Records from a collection

--- START ---

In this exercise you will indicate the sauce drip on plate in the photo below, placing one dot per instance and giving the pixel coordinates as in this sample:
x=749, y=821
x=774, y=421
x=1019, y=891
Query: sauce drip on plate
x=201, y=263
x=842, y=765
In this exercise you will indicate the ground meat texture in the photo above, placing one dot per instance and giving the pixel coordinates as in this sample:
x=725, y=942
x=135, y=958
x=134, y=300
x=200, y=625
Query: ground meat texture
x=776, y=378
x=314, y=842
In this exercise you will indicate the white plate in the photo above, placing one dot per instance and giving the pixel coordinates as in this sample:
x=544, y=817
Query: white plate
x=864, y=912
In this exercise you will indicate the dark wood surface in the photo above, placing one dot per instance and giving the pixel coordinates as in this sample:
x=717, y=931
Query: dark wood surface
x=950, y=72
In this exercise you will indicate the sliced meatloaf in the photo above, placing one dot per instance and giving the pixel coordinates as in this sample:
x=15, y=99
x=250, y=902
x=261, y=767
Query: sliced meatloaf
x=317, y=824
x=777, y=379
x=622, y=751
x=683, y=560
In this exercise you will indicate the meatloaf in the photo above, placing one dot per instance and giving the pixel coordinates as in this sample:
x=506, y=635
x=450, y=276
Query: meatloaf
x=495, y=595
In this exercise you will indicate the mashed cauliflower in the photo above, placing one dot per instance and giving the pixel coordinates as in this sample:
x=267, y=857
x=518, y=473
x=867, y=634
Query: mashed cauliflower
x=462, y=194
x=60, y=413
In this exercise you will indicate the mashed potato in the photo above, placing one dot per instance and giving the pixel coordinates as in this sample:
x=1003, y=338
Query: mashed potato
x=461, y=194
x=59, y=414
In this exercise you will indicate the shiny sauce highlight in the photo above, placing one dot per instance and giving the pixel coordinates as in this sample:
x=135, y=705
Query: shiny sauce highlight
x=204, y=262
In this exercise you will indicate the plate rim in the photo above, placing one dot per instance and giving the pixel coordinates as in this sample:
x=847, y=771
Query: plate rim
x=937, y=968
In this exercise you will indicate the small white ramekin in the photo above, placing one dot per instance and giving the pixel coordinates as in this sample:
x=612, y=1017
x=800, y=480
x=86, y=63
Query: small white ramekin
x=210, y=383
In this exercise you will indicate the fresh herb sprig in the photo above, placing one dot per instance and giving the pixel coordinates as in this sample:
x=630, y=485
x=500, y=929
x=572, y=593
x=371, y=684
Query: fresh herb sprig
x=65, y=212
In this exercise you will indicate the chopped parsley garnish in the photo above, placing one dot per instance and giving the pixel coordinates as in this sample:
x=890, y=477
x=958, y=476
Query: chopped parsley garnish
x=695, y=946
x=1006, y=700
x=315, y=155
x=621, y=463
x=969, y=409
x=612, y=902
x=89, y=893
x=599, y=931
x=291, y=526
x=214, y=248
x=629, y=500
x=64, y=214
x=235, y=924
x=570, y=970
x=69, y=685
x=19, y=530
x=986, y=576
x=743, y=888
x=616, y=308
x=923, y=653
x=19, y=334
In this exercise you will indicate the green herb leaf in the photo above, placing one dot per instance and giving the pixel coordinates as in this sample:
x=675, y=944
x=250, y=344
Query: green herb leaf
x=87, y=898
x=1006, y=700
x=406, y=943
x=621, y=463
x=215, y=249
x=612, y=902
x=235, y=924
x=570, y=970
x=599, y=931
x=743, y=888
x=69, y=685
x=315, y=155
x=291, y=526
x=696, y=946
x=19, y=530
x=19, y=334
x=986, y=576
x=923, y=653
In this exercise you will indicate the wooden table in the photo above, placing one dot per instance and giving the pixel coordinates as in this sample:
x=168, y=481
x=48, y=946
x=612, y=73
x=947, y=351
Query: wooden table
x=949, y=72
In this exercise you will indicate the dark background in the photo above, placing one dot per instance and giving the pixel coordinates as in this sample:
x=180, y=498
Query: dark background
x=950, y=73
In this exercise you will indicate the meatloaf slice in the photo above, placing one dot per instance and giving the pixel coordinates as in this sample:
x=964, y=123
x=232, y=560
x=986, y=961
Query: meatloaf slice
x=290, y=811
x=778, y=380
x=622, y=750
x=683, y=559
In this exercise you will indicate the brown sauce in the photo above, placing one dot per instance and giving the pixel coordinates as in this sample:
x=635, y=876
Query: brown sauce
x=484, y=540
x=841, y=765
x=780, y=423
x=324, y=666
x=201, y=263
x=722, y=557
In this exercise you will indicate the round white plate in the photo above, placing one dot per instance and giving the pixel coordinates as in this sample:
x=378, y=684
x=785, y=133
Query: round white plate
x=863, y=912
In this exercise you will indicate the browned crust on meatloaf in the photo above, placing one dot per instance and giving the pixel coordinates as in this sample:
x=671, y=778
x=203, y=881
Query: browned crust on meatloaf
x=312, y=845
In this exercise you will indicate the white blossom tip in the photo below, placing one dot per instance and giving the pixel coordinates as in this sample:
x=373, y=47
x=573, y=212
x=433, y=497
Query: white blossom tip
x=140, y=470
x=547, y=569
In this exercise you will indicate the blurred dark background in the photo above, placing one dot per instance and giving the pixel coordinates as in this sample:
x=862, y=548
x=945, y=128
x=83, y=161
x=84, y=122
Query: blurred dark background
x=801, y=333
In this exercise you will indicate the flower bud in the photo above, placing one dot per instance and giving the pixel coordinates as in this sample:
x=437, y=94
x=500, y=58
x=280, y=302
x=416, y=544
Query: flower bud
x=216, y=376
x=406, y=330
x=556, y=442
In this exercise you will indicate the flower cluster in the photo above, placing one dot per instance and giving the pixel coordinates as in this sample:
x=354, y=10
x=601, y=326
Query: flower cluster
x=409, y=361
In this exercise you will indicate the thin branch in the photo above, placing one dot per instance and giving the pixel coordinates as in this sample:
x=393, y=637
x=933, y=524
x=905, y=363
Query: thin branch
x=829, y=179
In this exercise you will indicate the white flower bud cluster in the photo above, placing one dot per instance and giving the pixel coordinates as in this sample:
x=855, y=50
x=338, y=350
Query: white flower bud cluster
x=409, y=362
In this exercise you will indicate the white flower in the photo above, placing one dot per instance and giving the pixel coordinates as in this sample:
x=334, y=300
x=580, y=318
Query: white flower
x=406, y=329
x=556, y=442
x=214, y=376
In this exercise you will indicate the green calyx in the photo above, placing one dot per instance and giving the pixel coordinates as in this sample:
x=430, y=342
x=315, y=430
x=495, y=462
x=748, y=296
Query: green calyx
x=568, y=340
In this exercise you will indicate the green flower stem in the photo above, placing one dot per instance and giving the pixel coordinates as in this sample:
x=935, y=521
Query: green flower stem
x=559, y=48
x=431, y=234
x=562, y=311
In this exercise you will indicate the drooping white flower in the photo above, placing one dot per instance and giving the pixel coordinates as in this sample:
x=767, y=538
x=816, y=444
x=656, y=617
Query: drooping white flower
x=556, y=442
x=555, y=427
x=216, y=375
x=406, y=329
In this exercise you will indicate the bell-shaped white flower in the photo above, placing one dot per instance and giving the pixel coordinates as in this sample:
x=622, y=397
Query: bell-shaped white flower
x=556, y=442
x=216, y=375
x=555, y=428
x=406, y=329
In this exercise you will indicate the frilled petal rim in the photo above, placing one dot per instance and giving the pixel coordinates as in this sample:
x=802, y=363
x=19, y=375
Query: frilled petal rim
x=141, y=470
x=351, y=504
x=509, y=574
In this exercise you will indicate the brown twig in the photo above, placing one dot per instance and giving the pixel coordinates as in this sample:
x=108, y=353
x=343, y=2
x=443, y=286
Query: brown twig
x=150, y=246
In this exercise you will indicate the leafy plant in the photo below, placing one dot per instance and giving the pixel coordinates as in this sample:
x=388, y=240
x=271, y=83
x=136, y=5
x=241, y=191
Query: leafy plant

--- END ---

* **Problem details**
In the records above, locate every line with the string "plant" and copy it.

* **Solved problem**
In this exercise you will indicate the leafy plant in the photo below, placing one dot per instance and giving the pixel coordinates as in this sample:
Query: leafy plant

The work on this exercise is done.